Detroit activist may never run out of causes

10/20/2001

DETROIT - Rudy Simons has a lot in common with other men with sons in kindergarten in these difficult days. He is deeply worried about Eli's future, especially with the horrors of the present war against terrorism.

Like a lot of other young men launching their careers, he works full-time in commercial real estate, is passionate about music, and loves to travel. He's a bit shy, and while he does have political opinions, he doesn't force them on you.

However, he is a little different.

For one thing, though he is trim, athletic, and has a full head of hair, Mr. Simons will be 73 in December, which may get him noticed at PTA meetings. For another, his cultural tastes aren't exactly Eminem and Madonna. Though he's a lifelong Detroiter, he and partner Mort Zieve are also one of the top song-writing teams off-Broadway. They've co-authored the score for four different shows, including the musical, How Many Minutes to Midnight, and have written hundreds of songs.

“I guess some people like them,” he says, with typical modesty, from behind metal-rimmed glasses and an enviable shock of curly hair.

When he travels, it isn't exactly to the Poconos. While he doesn't find it as easy to get away as he did before Eli was born, a couple years ago he went to Iraq, taking medical supplies there with his group, Metro Detroit Against Sanctions, to show his opposition to a U.S. policy that he and many others believe has resulted in the deaths of hundreds of thousands of Iraqi children, without threatening Saddam Hussein's hold on power. He's made many trips to places like Nicaragua, China, and Palestine, bearing witness in eras when the FBI thought it wasn't politically correct to do so.

And then there is his arrest record. True, more than a few young fathers have had brushes with the law. Rudy's, however, haven't been for driving under the influence, but for protesting the government's paramilitary training operation, the School of the Americas, in Fort Benning, Ga. Twice. Oh, and also for blocking a garage entrance as part of a protest during the Detroit newspaper strike around the time Eli was born.

+ + +

# [ASSIGNMENT]
Pick up the profile of Detroit activist Rudy Simons above where it stops, and continue it after its last sentence.

+ + +

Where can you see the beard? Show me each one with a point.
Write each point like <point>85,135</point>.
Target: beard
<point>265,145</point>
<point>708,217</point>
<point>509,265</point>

+ + +

# [ANSWER FOR THE TASK]
That's not the sort of thing most men in, well, high middle age do. Mr. Simons, incidentally, doesn't come from a family of radicals or labor activists. His father was the famous composer Seymour Simons (All of Me) and Rudy grew up in more than comfortable circumstances, even during the Great Depression.

His family are true old Detroiters, coming to what was then a small town in the pre-auto days of 1871; they were mostly Republicans. Rudy went to the University of Michigan and eventually started his own advertising agency. He served the usual stint in the Army (intelligence) and then, in the early 1950s, spent a few years in Europe, working for the English-language service of Radio Netherlands in Holland.

But his life began to change in 1959-60 when he, young and still single, decided to take a trip around the world. He ended up in a country few Americans had heard of called Vietnam, where he knew that Michigan State University was helping train a police force. “I spent some time there, and found out what we were really doing was not what our government said we were doing,” he said, eyes flashing.

“We were supposed to be getting the country ready for elections, which were agreed to under the Geneva Convention. Instead, we were working to prevent them, and propping up the regime in power, because (the other side) would have won them.”

That opened his eyes. He came back home, went back to work, and then one day, found himself picking up a protest sign during the Cuban Missile Crisis. He's been an activist ever since. Rudy's marched with Dr. Martin Luther King in Selma; helped rally state business executives against the Vietnam War, and, for 35 years, has showed up, always modestly, usually in the background or on the board of most good causes. (He met his wife, Roseanne, at a protest against the atom bomb.)

Unfortunately for him, he'll have to step forward - if briefly - next Saturday, when he gets the Jane Addams Peace Award from the Women's International League for Peace and Freedom. He's proud, but seems a trifle embarrassed.

He'd rather talk about what he's doing now, which is rallying folks against the bombing in Afghanistan. He doesn't profess to have all the answers - or the slightest sympathy for the terrorists who planned the outrages of Sept. 11.

“I think we should treat it as a criminal conspiracy, and work to have them prosecuted through international bodies,” which, if it sounds utopian, was what the world sought to do when the United Nations was established. He isn't naive; he knows all the difficulties with that, and doesn't claim to have any instant fixes. “But I do know that bombing innocent people that have nothing to do with it isn't the answer.”

Politically, he says he is a “radical conservative.” By which he means, “I have tried to live my life, with all of its failings, in a way that reflects the values I learned at my father's knee.” And in case that sounds a little pompous, he's got a substitute motto.

“Try and make it through the day,” he says with his deep signature laugh. Lots of Michiganders hope he makes it through quite a few more.